READING PASSAGE
## Start
Tech debt: type-driven hardening of the KEL verify path
Architectural follow-ups surfaced while remediating RT-002 (the systemic "verify path
replays a KEL by structure only, never checks event signatures" finding; see
docs/prompts/red_team_2026_06_10.md and #262). RT-002's functional gap is closed for
every signature-carrying transport. This issue captures the structural weaknesses that
let the class exist and that still make it easy to reintroduce. None of these are
security-blocking today; they are correctness-by-construction improvements.
Pre-launch repo: no backwards-compatibility constraints — wire formats and public
signatures may change freely.
Zero-context primer (read first)
- KERI / KEL. An identity is a Key Event Log (KEL): an ordered chain of events —
icp (inception), rot (rotation), ixn (interaction), plus delegated variants dip
(delegated inception) and drt (delegated rotation). Each event is content-addressed by
a SAID (self-addressing identifier, a hash over its own bytes). An identity's prefix
(its DID, did:keri:<prefix>) is the SAID of its inception event — so the inception is
self-certifying, but later appended events are not constrained by the prefix.
- Two kinds of "replay". The engine lives in
crates/auths-keri/src/validate.rs:
- Structural replay —
validate_kel(&[Event]) (+ _with_lookup, _with_receipts,
and the alias replay_kel): checks SAID + sequence + chain-linkage + pre-rotation
commitment. It does not verify that each event is signed by the controlling key.
- Authenticated replay —
validate_signed_kel(&[SignedEvent], Option<&dyn DelegatorKelLookup>) at validate.rs:588: folds per-event signature verification into
the replay. SignedEvent { event, signatures } pairs an event with its CESR signature
attachment.
- RT-002 in one line: untrusted-input verifiers were calling the structural form, so
a forged/unsigned KEL replayed to attacker-chosen keys and verified.
- Delegation constraint (important for any refactor here). A delegated event (
dip/
drt) cannot be authenticated standalone: validate_delegated_inception
(validate.rs:1024) requires a DelegatorKelLookup to resolve the delegator's
anchoring seal. So authentication of a delegated device KEL must happen where the root
KEL + the device KEL + the lookup all coexist (the commit-verify layer, or the
org-bundle pattern in offline_verify.rs).
## End
Recorded data
## Start
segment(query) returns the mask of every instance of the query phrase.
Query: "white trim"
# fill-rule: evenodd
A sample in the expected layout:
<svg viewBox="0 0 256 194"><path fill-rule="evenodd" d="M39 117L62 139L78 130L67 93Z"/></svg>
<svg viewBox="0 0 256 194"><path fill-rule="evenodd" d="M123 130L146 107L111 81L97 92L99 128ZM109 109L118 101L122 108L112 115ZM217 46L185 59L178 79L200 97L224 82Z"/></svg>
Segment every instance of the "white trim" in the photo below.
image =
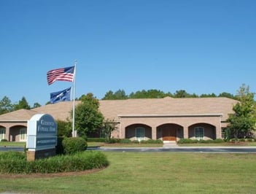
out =
<svg viewBox="0 0 256 194"><path fill-rule="evenodd" d="M119 117L222 117L222 113L181 115L118 115Z"/></svg>

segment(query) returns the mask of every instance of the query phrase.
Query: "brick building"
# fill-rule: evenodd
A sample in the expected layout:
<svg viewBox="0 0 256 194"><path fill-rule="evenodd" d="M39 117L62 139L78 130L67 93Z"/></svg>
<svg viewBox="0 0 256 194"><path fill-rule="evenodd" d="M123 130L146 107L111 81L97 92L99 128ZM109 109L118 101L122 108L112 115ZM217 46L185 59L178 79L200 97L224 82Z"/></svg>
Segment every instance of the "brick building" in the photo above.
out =
<svg viewBox="0 0 256 194"><path fill-rule="evenodd" d="M112 136L132 140L182 138L221 139L228 114L237 101L228 98L147 98L100 101L105 119L117 122ZM76 104L79 104L76 101ZM71 101L48 104L31 110L20 109L0 115L0 139L20 141L26 139L27 121L35 114L51 115L66 120Z"/></svg>

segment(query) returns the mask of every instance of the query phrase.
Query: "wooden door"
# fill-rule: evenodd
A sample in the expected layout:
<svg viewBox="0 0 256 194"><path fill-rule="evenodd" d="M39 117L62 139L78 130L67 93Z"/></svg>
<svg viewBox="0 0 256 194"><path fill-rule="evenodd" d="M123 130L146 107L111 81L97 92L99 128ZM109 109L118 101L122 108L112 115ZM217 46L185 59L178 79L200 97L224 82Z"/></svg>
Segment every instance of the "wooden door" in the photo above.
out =
<svg viewBox="0 0 256 194"><path fill-rule="evenodd" d="M176 141L176 129L163 129L163 141Z"/></svg>

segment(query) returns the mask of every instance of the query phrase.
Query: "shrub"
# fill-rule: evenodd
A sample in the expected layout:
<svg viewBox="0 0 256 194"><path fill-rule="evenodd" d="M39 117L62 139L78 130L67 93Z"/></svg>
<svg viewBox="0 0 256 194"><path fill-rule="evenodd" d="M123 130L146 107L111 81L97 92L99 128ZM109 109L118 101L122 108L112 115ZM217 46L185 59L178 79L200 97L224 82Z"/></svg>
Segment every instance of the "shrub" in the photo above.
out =
<svg viewBox="0 0 256 194"><path fill-rule="evenodd" d="M62 144L62 141L65 137L58 136L57 137L57 146L56 146L56 154L57 155L63 155L64 154L64 147Z"/></svg>
<svg viewBox="0 0 256 194"><path fill-rule="evenodd" d="M178 144L190 144L190 143L198 143L198 140L191 139L181 139L178 141Z"/></svg>
<svg viewBox="0 0 256 194"><path fill-rule="evenodd" d="M82 152L87 149L87 142L82 137L64 138L62 141L64 154L74 154L77 152Z"/></svg>
<svg viewBox="0 0 256 194"><path fill-rule="evenodd" d="M105 138L91 138L91 137L89 138L89 137L88 137L87 141L88 142L104 142Z"/></svg>
<svg viewBox="0 0 256 194"><path fill-rule="evenodd" d="M23 152L0 152L0 160L25 160L26 155Z"/></svg>
<svg viewBox="0 0 256 194"><path fill-rule="evenodd" d="M132 141L130 139L120 139L120 144L131 144Z"/></svg>
<svg viewBox="0 0 256 194"><path fill-rule="evenodd" d="M106 157L102 152L96 151L77 152L71 155L57 155L29 162L26 160L24 154L23 158L17 158L19 154L8 152L0 155L0 173L2 174L78 171L100 168L109 165ZM14 158L10 158L11 155Z"/></svg>
<svg viewBox="0 0 256 194"><path fill-rule="evenodd" d="M225 141L225 140L222 139L216 139L212 140L213 143L222 143L224 141Z"/></svg>
<svg viewBox="0 0 256 194"><path fill-rule="evenodd" d="M116 143L120 143L120 139L115 139L115 138L112 138L109 140L106 141L106 143L108 144L116 144Z"/></svg>
<svg viewBox="0 0 256 194"><path fill-rule="evenodd" d="M141 144L163 144L163 141L160 139L147 139L147 140L142 140Z"/></svg>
## End
REQUESTS
1. In the KEL verify path note, what must validate_delegated_inception be given in order to resolve the delegator's anchoring seal?
2. Write the next part of the KEL verify path note, picking up after its final sentence.

ANSWERS FOR THE EXERCISE
1. A DelegatorKelLookup.

2.
- Trust tiers. The local
~/.auths registry is trusted (self-owned). Bundles
(--identity-bundle, org air-gapped bundle), WASM/FFI inputs, and --remote/--oobi
fetches are untrusted and must be authenticated.
- Ports/adapters.
RegistryBackend (trait at crates/auths-id/src/storage/registry/ backend.rs:502) is the storage port; adapters are GitRegistryBackend (auths-storage,
real), PostgresAdapter (stub), FakeRegistryBackend (testing), plus a blanket
impl RegistryBackend for Arc<T> (backend.rs:1019).
- Build/check (per-crate, avoid
--all-features on auths-crypto/-core — a deliberate
FIPS/CNSA compile_error! guard makes that fail):
cargo build -p auths-<crate> 2>&1 | grep "^error\[E". The verifier's WASM path compiles
natively with cargo build -p auths-verifier --features wasm. A standing lint
cargo run -p xtask -- check-verify-path-completeness guards the verify surfaces (below).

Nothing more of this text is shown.